>> BEGIN RECORDS FOR THIS EXERCISE

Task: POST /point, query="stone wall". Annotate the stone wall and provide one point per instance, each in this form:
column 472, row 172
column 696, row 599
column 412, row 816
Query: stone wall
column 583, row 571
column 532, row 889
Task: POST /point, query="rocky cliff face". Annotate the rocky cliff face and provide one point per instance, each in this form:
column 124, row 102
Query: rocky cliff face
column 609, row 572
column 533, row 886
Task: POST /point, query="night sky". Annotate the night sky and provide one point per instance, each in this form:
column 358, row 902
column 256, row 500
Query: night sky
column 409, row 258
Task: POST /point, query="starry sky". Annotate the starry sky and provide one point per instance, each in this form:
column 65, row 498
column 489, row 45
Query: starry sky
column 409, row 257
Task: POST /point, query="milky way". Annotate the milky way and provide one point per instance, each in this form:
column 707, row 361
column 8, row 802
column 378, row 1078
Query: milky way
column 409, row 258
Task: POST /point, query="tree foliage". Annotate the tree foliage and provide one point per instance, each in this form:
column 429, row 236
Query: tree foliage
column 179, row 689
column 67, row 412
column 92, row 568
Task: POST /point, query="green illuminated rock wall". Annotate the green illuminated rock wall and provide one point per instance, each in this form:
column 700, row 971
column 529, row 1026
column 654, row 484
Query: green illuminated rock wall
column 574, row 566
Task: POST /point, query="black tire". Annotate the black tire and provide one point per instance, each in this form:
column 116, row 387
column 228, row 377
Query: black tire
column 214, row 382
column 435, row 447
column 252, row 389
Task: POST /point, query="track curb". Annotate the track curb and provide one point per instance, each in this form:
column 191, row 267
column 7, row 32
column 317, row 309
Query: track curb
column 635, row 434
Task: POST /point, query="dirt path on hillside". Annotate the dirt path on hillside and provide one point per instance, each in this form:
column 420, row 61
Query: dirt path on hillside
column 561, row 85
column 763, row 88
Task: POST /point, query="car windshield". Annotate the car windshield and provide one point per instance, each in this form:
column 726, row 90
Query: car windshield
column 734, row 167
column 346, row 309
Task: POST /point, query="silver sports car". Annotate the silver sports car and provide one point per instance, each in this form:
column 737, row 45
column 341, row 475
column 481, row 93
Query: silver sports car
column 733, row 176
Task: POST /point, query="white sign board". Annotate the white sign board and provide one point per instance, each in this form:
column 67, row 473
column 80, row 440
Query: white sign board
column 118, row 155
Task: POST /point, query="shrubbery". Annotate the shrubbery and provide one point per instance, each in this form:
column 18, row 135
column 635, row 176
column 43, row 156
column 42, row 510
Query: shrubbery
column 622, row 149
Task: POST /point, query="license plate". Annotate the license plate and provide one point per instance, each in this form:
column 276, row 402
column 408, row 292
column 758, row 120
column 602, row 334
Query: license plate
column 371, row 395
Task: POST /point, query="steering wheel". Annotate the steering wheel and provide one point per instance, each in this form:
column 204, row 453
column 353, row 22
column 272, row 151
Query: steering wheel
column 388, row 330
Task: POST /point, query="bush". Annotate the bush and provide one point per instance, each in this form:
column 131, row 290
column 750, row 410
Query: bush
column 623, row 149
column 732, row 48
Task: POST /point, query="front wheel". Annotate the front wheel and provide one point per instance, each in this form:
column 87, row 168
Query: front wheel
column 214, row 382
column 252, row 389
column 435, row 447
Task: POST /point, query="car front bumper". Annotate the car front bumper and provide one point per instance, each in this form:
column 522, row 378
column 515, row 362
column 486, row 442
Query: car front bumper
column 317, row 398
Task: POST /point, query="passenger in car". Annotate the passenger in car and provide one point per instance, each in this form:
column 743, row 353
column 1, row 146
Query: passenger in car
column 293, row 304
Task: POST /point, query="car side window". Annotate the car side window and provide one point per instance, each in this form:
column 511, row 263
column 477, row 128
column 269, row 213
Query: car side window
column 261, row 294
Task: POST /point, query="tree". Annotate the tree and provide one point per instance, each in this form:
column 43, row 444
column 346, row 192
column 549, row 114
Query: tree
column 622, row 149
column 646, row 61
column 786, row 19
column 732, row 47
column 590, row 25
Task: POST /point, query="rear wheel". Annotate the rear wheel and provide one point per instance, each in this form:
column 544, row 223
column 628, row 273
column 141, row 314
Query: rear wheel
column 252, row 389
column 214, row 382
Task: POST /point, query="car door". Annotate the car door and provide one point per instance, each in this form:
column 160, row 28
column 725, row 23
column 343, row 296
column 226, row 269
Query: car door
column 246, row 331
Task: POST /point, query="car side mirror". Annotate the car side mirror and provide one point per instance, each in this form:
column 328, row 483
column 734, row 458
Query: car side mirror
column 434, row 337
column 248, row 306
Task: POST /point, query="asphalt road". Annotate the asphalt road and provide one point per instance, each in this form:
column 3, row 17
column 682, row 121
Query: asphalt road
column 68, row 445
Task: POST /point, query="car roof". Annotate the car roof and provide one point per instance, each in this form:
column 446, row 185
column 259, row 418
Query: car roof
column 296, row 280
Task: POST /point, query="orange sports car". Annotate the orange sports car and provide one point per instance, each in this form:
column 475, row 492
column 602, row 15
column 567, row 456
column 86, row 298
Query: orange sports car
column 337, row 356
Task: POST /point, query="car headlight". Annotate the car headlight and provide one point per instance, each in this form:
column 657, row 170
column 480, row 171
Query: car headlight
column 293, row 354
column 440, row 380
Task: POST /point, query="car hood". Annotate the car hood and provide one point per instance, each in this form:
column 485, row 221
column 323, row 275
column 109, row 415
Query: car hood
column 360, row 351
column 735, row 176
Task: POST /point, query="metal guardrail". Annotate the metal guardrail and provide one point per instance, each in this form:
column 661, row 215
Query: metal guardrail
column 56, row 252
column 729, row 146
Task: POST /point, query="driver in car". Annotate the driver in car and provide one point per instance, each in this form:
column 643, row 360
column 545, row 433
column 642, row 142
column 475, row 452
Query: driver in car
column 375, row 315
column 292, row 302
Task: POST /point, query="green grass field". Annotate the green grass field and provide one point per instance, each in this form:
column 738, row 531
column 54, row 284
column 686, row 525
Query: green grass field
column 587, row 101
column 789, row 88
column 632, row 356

>> END RECORDS FOR THIS EXERCISE

▶ _SHORT EXERCISE_
Quote the entries above word for word, from the first line through the line containing "column 533, row 886", with both of those lines included.

▶ _EXERCISE ANSWER_
Task: POST /point, query="stone wall". Annotate the stone wall and provide one point per instance, each in this form:
column 472, row 172
column 696, row 599
column 412, row 816
Query: stone wall
column 583, row 571
column 532, row 889
Task: POST /point, query="rocky cliff face". Annotate the rocky cliff face and provide one point per instance, each in this form:
column 124, row 102
Query: rocky cliff face
column 609, row 572
column 533, row 886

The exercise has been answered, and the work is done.